#### Consigne:
Transcrivez fidèlement le passage de l'extrait sur la figure du responsable, en commençant par "Depuis toujours, crises, accidents" et en terminant par "lui qu’on s’adresse.".

#### Extrait de page:
Étienne Perrot sj, Lyon, économiste, est professeur invité à l’Université de Fribourg. Il est l’auteur de plusieurs livres sur l’argent et le discernement managérial, dont Refus du risque et catastrophes financières (Paris, Salvator 2011, 296 p.)

Depuis toujours, crises, accidents et guerres nous rappellent que l’impensable peut surgir demain. Pour se rassurer, nos lointains ancêtres en mal de nourriture s’adressaient au Grand Esprit par la voix du sorcier pour attirer les troupeaux de bisons ou les bancs de poissons. J’ai retrouvé dans les archives du diocèse de Toulouse une ordonnance du XVIIe siècle «de messieurs les vicaires généraux pour faire cesser la pluie» (sic). Aujourd’hui, sorcier et vicaire général portent un nom: le responsable. Pour prévenir les chocs, réduire les risques et neutraliser ainsi la peur, c’est à lui qu’on s’adresse.

Le responsable, en effet, «répond» devant la communauté exposée au dommage, mais il répond aussi de la sécurité. Sa figure change selon les préjudices envisagés. Le paysan, bon connaisseur du pays et de son climat, limite la menace de pénurie alimentaire; au XIXe siècle, les risques industriels sont circonscrits par monsieur l’ingénieur (dans le style des héros de Jules Verne); au XXe siècle, les risques économiques appellent une nouvelle figure du responsable, le manager (dont l’archétype est l’entrepreneur comme disait Joseph Schumpeter); aujourd’hui, devant les écueils provoqués par l’individualisme ambiant, nous recherchons des leaders capables de motiver les équipes autour d’un projet commun.

#### Extrait d'un jeu de données:

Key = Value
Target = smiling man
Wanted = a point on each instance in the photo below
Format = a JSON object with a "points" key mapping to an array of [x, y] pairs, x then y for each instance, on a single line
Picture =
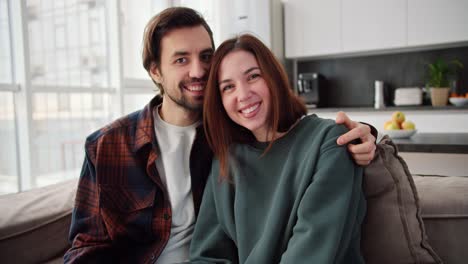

#### Exercice réalisé:
Depuis toujours, crises, accidents et guerres nous rappellent que l’impensable peut surgir demain. Pour se rassurer, nos lointains ancêtres en mal de nourriture s’adressaient au Grand Esprit par la voix du sorcier pour attirer les troupeaux de bisons ou les bancs de poissons. J’ai retrouvé dans les archives du diocèse de Toulouse une ordonnance du XVIIe siècle «de messieurs les vicaires généraux pour faire cesser la pluie» (sic). Aujourd’hui, sorcier et vicaire général portent un nom: le responsable. Pour prévenir les chocs, réduire les risques et neutraliser ainsi la peur, c’est à lui qu’on s’adresse.